» **Provided passage**

################

= Richard Bushrode =

English haberdasher, merchant adventurer and politician

Richard Bushrode, also Bushrod (1576 – 1 July 1628) was an English haberdasher and merchant adventurer and a politician who sat in the House of Commons in 1624 and 1626.

==Early life==
Bushrode was the son of John Bushrode, husbandman of Sherborne, Dorset and his wife Margery Feltons. He was baptised on 3 February 1576 in Sherborne.

==Work with the Dorchester Company==
Bushrod became a haberdasher at Dorchester and was also a merchant adventurer carrying on a trade in fishing for cod and bartering furs from New England which he sold in England and France. He was a parishioner of Rev. John White who was influential in colonising New England and he was a strong supporter of the puritan movement. He was persuaded by White that a colony could be established from the men employed to double man his ships for fishing purposes and they formed a plan to leave them on the coast to grow crops and live off the land so they could rejoin the fishing fleet next season. White thought this could become a larger colony and a refuge for those suffering religious persecution. Bushrod and White formed the Dorchester Company together with other friends and traders. Bushrod acted as the company's representative in applying for a patent to settle a plantation in New England which was granted by the Council for New England on 18 February 1623.

################

» **Material supplied**
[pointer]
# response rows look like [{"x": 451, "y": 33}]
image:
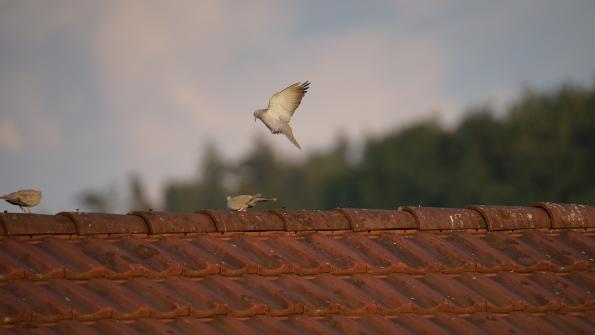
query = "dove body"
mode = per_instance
[
  {"x": 242, "y": 202},
  {"x": 24, "y": 198},
  {"x": 282, "y": 105}
]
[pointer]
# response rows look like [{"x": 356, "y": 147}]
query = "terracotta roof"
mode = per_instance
[{"x": 415, "y": 270}]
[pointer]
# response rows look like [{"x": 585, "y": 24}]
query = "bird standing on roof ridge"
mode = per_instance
[
  {"x": 23, "y": 198},
  {"x": 242, "y": 202},
  {"x": 282, "y": 105}
]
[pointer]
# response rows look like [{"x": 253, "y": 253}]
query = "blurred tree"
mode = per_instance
[
  {"x": 205, "y": 191},
  {"x": 138, "y": 198}
]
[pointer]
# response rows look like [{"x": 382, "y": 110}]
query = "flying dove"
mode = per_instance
[
  {"x": 24, "y": 199},
  {"x": 241, "y": 203},
  {"x": 282, "y": 105}
]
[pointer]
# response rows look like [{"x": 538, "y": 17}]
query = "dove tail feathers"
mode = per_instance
[{"x": 289, "y": 134}]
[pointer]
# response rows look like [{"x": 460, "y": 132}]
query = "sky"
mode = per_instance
[{"x": 93, "y": 91}]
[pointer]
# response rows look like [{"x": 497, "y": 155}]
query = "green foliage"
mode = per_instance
[{"x": 541, "y": 149}]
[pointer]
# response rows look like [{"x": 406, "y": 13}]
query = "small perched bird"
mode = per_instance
[
  {"x": 241, "y": 203},
  {"x": 24, "y": 199},
  {"x": 282, "y": 105}
]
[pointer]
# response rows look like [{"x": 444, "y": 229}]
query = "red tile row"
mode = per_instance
[
  {"x": 320, "y": 295},
  {"x": 540, "y": 215},
  {"x": 408, "y": 324},
  {"x": 303, "y": 254}
]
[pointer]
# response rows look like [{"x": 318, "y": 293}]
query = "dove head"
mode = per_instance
[{"x": 258, "y": 114}]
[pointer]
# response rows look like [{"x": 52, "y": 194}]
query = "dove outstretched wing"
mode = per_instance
[{"x": 283, "y": 104}]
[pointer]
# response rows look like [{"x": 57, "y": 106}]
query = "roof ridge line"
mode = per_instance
[{"x": 539, "y": 215}]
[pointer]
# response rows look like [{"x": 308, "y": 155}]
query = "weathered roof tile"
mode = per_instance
[
  {"x": 167, "y": 223},
  {"x": 102, "y": 223},
  {"x": 513, "y": 217},
  {"x": 569, "y": 215},
  {"x": 36, "y": 224},
  {"x": 488, "y": 270},
  {"x": 429, "y": 218},
  {"x": 362, "y": 219}
]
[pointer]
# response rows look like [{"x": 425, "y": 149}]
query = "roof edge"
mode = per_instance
[{"x": 539, "y": 215}]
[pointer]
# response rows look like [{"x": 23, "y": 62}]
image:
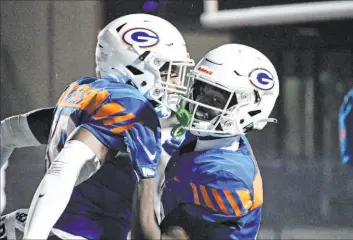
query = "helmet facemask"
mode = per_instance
[{"x": 215, "y": 110}]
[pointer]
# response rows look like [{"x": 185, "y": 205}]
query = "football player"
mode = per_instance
[
  {"x": 213, "y": 186},
  {"x": 346, "y": 129},
  {"x": 140, "y": 59}
]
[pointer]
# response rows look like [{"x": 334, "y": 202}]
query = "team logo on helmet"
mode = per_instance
[
  {"x": 262, "y": 79},
  {"x": 142, "y": 36}
]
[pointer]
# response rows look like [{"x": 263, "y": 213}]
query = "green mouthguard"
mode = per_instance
[{"x": 184, "y": 118}]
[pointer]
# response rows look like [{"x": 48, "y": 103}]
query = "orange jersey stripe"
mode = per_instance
[
  {"x": 83, "y": 97},
  {"x": 219, "y": 201},
  {"x": 207, "y": 198},
  {"x": 245, "y": 198},
  {"x": 232, "y": 202},
  {"x": 122, "y": 128},
  {"x": 107, "y": 110},
  {"x": 196, "y": 195},
  {"x": 258, "y": 191},
  {"x": 119, "y": 119},
  {"x": 72, "y": 87}
]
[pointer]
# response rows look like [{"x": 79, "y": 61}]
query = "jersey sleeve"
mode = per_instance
[
  {"x": 114, "y": 116},
  {"x": 346, "y": 129}
]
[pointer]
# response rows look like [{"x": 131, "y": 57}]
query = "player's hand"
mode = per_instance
[
  {"x": 170, "y": 146},
  {"x": 144, "y": 148}
]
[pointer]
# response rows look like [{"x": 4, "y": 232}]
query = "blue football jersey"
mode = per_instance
[
  {"x": 346, "y": 129},
  {"x": 221, "y": 186},
  {"x": 100, "y": 207}
]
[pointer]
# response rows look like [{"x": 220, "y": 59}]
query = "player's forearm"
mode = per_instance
[
  {"x": 15, "y": 133},
  {"x": 144, "y": 225},
  {"x": 49, "y": 202},
  {"x": 54, "y": 192}
]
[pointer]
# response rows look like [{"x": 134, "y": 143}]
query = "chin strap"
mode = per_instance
[{"x": 254, "y": 125}]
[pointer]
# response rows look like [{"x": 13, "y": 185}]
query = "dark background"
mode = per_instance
[{"x": 308, "y": 194}]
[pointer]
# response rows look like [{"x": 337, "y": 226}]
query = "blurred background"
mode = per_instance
[{"x": 308, "y": 194}]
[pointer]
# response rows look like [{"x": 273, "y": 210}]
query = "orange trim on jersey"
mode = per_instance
[
  {"x": 258, "y": 191},
  {"x": 122, "y": 128},
  {"x": 119, "y": 119},
  {"x": 219, "y": 201},
  {"x": 107, "y": 110},
  {"x": 72, "y": 87},
  {"x": 196, "y": 195},
  {"x": 207, "y": 198},
  {"x": 232, "y": 202},
  {"x": 245, "y": 198},
  {"x": 84, "y": 98}
]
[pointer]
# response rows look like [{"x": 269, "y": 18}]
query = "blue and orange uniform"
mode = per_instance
[
  {"x": 346, "y": 129},
  {"x": 100, "y": 207},
  {"x": 213, "y": 193}
]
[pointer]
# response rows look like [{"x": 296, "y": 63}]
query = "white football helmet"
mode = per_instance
[
  {"x": 148, "y": 51},
  {"x": 232, "y": 90}
]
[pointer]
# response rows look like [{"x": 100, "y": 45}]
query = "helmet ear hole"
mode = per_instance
[
  {"x": 253, "y": 113},
  {"x": 134, "y": 70}
]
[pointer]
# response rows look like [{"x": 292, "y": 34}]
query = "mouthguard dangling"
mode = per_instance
[{"x": 184, "y": 118}]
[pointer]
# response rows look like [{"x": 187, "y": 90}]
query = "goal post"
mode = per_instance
[{"x": 212, "y": 17}]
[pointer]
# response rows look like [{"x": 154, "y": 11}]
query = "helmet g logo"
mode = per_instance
[
  {"x": 142, "y": 36},
  {"x": 262, "y": 79}
]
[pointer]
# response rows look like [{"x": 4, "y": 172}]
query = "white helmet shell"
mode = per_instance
[
  {"x": 136, "y": 46},
  {"x": 248, "y": 76}
]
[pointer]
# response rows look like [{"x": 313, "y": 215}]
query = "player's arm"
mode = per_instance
[
  {"x": 144, "y": 224},
  {"x": 54, "y": 192},
  {"x": 25, "y": 130},
  {"x": 144, "y": 148}
]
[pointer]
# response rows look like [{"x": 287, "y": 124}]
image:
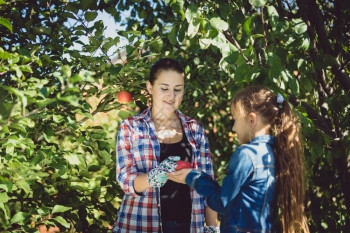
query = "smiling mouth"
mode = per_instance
[{"x": 169, "y": 103}]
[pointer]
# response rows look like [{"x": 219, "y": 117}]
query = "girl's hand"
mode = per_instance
[{"x": 179, "y": 176}]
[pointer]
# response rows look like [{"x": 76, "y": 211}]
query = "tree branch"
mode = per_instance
[{"x": 233, "y": 41}]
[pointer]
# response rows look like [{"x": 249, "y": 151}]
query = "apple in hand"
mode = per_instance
[
  {"x": 182, "y": 164},
  {"x": 124, "y": 97}
]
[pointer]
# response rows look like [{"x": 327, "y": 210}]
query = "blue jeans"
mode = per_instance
[{"x": 175, "y": 227}]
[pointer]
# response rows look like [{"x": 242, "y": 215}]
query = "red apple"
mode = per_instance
[
  {"x": 182, "y": 164},
  {"x": 124, "y": 97}
]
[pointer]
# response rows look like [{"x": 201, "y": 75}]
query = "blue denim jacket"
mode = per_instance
[{"x": 244, "y": 201}]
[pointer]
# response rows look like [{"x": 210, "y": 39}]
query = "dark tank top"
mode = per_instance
[{"x": 175, "y": 198}]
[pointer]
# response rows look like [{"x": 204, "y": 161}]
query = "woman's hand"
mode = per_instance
[{"x": 179, "y": 176}]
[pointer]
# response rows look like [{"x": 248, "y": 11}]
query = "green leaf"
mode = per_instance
[
  {"x": 62, "y": 221},
  {"x": 19, "y": 217},
  {"x": 60, "y": 209},
  {"x": 193, "y": 27},
  {"x": 123, "y": 114},
  {"x": 172, "y": 35},
  {"x": 219, "y": 24},
  {"x": 299, "y": 26},
  {"x": 6, "y": 23},
  {"x": 3, "y": 197},
  {"x": 258, "y": 3},
  {"x": 247, "y": 25},
  {"x": 23, "y": 185},
  {"x": 90, "y": 15}
]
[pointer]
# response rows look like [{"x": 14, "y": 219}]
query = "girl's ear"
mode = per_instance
[
  {"x": 252, "y": 117},
  {"x": 149, "y": 87}
]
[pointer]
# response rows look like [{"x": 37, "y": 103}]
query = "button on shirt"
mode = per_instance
[{"x": 138, "y": 151}]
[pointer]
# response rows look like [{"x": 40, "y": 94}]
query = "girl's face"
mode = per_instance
[
  {"x": 167, "y": 91},
  {"x": 241, "y": 126}
]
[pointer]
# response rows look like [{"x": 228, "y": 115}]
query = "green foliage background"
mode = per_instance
[{"x": 57, "y": 163}]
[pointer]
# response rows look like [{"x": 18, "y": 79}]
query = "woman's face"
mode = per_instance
[{"x": 167, "y": 91}]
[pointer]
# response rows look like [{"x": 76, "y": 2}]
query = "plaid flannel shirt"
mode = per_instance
[{"x": 138, "y": 151}]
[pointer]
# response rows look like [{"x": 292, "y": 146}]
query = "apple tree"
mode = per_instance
[{"x": 59, "y": 110}]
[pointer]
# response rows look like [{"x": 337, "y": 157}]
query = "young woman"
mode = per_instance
[
  {"x": 146, "y": 144},
  {"x": 266, "y": 168}
]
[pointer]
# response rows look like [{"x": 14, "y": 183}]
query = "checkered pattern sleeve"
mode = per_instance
[{"x": 126, "y": 165}]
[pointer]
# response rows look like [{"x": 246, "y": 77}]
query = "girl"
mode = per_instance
[
  {"x": 266, "y": 168},
  {"x": 145, "y": 144}
]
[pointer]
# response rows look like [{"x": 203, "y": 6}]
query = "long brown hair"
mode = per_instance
[{"x": 288, "y": 150}]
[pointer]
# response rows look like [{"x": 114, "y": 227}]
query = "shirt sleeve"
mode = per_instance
[
  {"x": 219, "y": 197},
  {"x": 206, "y": 156},
  {"x": 126, "y": 170}
]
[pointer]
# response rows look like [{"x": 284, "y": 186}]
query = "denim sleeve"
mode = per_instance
[{"x": 219, "y": 197}]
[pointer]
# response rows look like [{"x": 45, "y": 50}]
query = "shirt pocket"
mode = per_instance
[{"x": 143, "y": 152}]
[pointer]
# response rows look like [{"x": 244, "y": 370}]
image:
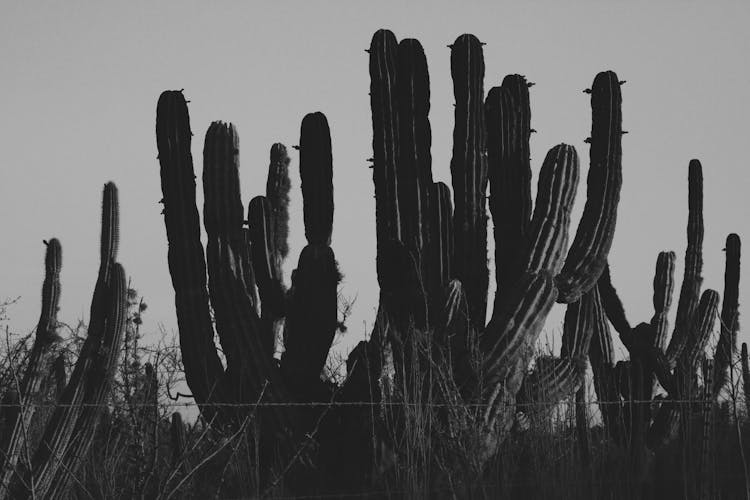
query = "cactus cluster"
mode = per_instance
[
  {"x": 431, "y": 257},
  {"x": 44, "y": 464},
  {"x": 675, "y": 364}
]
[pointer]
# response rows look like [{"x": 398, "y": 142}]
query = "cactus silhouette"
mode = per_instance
[
  {"x": 70, "y": 429},
  {"x": 431, "y": 258}
]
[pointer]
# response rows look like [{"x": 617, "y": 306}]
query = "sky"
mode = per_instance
[{"x": 80, "y": 82}]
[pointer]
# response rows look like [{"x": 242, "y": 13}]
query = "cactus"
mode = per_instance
[
  {"x": 72, "y": 426},
  {"x": 745, "y": 376},
  {"x": 675, "y": 365},
  {"x": 31, "y": 390},
  {"x": 431, "y": 256},
  {"x": 730, "y": 323},
  {"x": 538, "y": 244},
  {"x": 177, "y": 436}
]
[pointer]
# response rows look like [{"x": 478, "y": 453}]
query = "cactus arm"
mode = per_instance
[
  {"x": 241, "y": 333},
  {"x": 663, "y": 289},
  {"x": 602, "y": 356},
  {"x": 508, "y": 352},
  {"x": 177, "y": 438},
  {"x": 509, "y": 175},
  {"x": 312, "y": 317},
  {"x": 61, "y": 428},
  {"x": 222, "y": 215},
  {"x": 248, "y": 271},
  {"x": 667, "y": 420},
  {"x": 311, "y": 322},
  {"x": 266, "y": 265},
  {"x": 729, "y": 313},
  {"x": 440, "y": 249},
  {"x": 745, "y": 376},
  {"x": 582, "y": 425},
  {"x": 508, "y": 116},
  {"x": 15, "y": 440},
  {"x": 552, "y": 380},
  {"x": 278, "y": 186},
  {"x": 469, "y": 175},
  {"x": 415, "y": 138},
  {"x": 703, "y": 324},
  {"x": 99, "y": 382},
  {"x": 187, "y": 266},
  {"x": 556, "y": 378},
  {"x": 316, "y": 171},
  {"x": 385, "y": 129},
  {"x": 613, "y": 306},
  {"x": 578, "y": 326},
  {"x": 505, "y": 342},
  {"x": 588, "y": 253},
  {"x": 691, "y": 279},
  {"x": 706, "y": 464},
  {"x": 558, "y": 181}
]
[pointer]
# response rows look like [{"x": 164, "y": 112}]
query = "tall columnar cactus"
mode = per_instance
[
  {"x": 469, "y": 174},
  {"x": 431, "y": 256},
  {"x": 313, "y": 311},
  {"x": 507, "y": 113},
  {"x": 674, "y": 366},
  {"x": 691, "y": 279},
  {"x": 535, "y": 253},
  {"x": 730, "y": 323},
  {"x": 72, "y": 426},
  {"x": 308, "y": 308},
  {"x": 31, "y": 390}
]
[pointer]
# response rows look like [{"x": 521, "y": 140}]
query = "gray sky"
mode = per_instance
[{"x": 80, "y": 81}]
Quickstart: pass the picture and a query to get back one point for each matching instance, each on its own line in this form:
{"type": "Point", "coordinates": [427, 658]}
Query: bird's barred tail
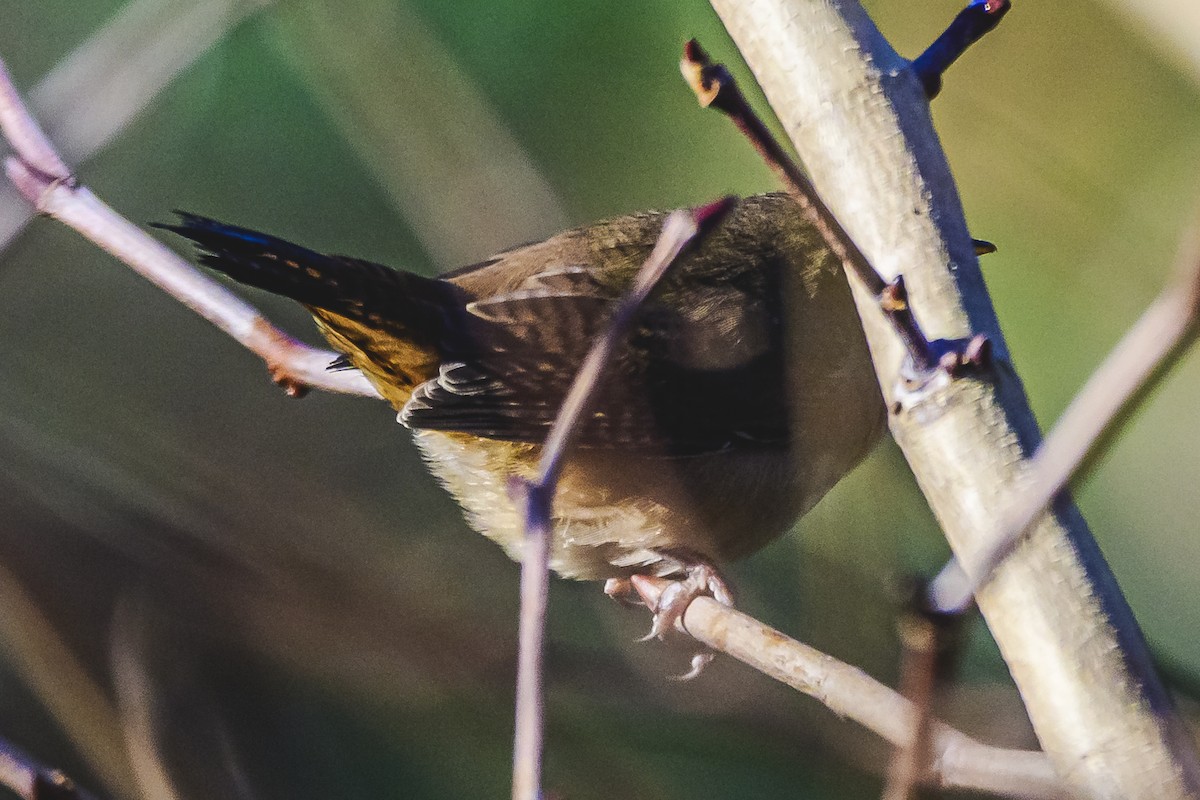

################

» **Task set**
• a. Echo the article on Richard Bushrode word for word, between "Richard Bushrode, also" and "1576 in Sherborne.", inclusive.
• b. For each statement, say whether the article on Richard Bushrode supports it, and quote the words that decide it: (i) Bushrode was baptised in Dorchester. (ii) The patent to settle a plantation was granted by the Council for New England. (iii) Bushrode sat in the House of Commons in 1628.
• c. Write the next part of the article on Richard Bushrode, continuing on from its last sentence.
The lines play no part in any of these tasks.

» **Final results**
• a.
Richard Bushrode, also Bushrod (1576 – 1 July 1628) was an English haberdasher and merchant adventurer and a politician who sat in the House of Commons in 1624 and 1626.

==Early life==
Bushrode was the son of John Bushrode, husbandman of Sherborne, Dorset and his wife Margery Feltons. He was baptised on 3 February 1576 in Sherborne.

• b.
(i) No: "He was baptised on 3 February 1576 in Sherborne."
(ii) Yes: "which was granted by the Council for New England on 18 February 1623"
(iii) No: "sat in the House of Commons in 1624 and 1626"

• c.
==Later life==
Bushrode became a man of substance in Dorchester owning properties in various parts of Dorset. In 1624, he was elected Member of Parliament for Dorchester. He was re-elected MP for Dorchester in 1626. The Dorchester Company failed in 1626 as did some of Bushrode's other business ventures, but he, White and others persisted in setting up the foundations for the New England Company. Bushrode died in 1628 at the age of 52.

==Family==
Bushrode married Dorthy Watts. His son John was later MP for Dorchester.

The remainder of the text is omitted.